16 Oct 2010
The battle has been raging in Scotland for hundreds of years and once was fought with clubs, staves and other weapons.
Now it appears a war of words in a court of law will be required to settle a dispute that is one of the most enduring in this country’s history – ownership of the land.
The Hill of Alyth is an unlikely battleground but the tangled history of land ownership in this part of Perthshire between Kirriemuir and Blairgowrie serves to demonstrate how, despite land reform, this remains a controversial and convoluted matter, possibly involving the use of a seven-figure sum of public money.
Andy Wightman, the leading land reform campaigner, has uncovered documentary evidence to show that Scottish ministers paid nearly £3 million of public money to buy land at the Hill of Alyth – despite half of the land never belonging to the sellers.
It is common land, which the community had tried to defend for generations, on one occasion in the 18th century with “clubs and staves and other weapons”. In 1949 more than 500 turned out to take direct action. They cut down fences that had been put up on land they believed had been theirs for 600 years.
In his new book, The Poor Had No Lawyers, being serialised by The Herald and Sunday Herald, Mr Wightman traces how in the 1920s one of Scotland’s oldest aristocratic families assumed it could include parts of this land with its neighbouring properties, near the village of Alyth.
The author reveals that in 1977, when the Earl of Airlie’s trustees came to sell two parcels of this common land, they admitted in the deed of sale they had never claimed the disputed area they were selling on the Hill of Alyth was part of their property. They simply claimed it could be “construed” to be.
They also conceded in the deed “we or our predecessors in title have at various times disponed [made over or conveyed legally] parts of the subjects known as The Hill of Alyth to which we or they may have had a right but granted no warrandice [legal guarantees, including that the seller can validly transfer ownership]”.
So, despite not being able to prove they owned it, they sold it to another landowner who then sold it to the Scottish Government, whose lawyers approved the purchase.
In 1998 leading estate agents FPD Savills marketed another part of the common land on the Hill of Alyth as part of a farm for sale and were completely frank that the sellers could not prove they owned it.
According to the particulars, they had acquired title “from previous heritable proprietors to the Hill of Alyth without warrandice. The purchaser will be given title to the hill on the same terms.”
Mr Wightman believes the Hill of Alyth is one of a multitude of cases where common land was taken by private landowners, but without anyone acting illegally; their actions having been legitimised by laws from the 17th century.
He claims that for the past 900 years, common land has been “legally stolen” in this way, with property law serving the interests of the powerful. He believes the Hill of Alyth is the perfect modern example of this: “The whole point is that it is legal, but it clearly shouldn’t be.”
According to Mr Wightman, there were repeated attempts to divide the land on the Hill of Alyth by landlords who wanted to acquire it: “But the process stalled and, by 1843, the hill was noted as still being a commonty [a piece of land in which two or more people have a common right] in the New Statistical Account of Scotland. Since then, no further actions have been raised to divide the commonty and it therefore remains a commonty to this day.”

__________________________________________________

Request 1
In the rows, from the line with "performer's leg, locate" through the end of the rows, change "photograph" to "image". Give back only those lines, with everything else left as it is.
The article and the rows have nothing to do with each other.

Pointing rows

__________________________________________________

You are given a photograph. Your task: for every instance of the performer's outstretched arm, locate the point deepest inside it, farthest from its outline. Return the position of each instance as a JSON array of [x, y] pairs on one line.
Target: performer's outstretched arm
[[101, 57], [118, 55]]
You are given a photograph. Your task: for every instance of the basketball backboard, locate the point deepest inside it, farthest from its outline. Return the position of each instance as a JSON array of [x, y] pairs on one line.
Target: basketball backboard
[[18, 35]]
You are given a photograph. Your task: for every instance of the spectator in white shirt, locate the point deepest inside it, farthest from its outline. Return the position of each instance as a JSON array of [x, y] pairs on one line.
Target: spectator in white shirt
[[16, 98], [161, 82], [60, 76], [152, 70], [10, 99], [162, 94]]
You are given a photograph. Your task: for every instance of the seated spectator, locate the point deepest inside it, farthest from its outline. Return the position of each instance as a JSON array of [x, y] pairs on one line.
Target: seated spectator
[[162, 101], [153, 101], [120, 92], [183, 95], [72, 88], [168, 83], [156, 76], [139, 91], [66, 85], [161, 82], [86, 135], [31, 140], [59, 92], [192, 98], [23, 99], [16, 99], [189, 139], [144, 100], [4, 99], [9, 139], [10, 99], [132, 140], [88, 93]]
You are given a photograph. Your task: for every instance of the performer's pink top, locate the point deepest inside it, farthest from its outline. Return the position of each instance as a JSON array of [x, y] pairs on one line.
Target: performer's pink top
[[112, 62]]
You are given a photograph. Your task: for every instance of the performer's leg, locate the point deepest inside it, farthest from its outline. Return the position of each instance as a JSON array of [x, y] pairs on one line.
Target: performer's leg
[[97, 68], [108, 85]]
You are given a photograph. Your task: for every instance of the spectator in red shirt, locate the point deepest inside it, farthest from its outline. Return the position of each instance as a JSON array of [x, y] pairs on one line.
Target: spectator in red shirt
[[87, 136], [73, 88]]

__________________________________________________

Request 2
According to the article on the Hill of Alyth, how many people turned out in 1949 to take direct action?

Exercise answer 1
You are given a image. Your task: for every instance of the performer's leg, locate the point deepest inside it, farthest from its outline. Return the position of each instance as a JSON array of [x, y] pairs on one line.
Target: performer's leg
[[97, 68], [108, 85]]
You are given a image. Your task: for every instance of the spectator in red shirt, locate the point deepest inside it, farthest from its outline. Return the position of each instance as a JSON array of [x, y] pairs on one line.
Target: spectator in red shirt
[[87, 136], [73, 88]]

Exercise answer 2
More than 500.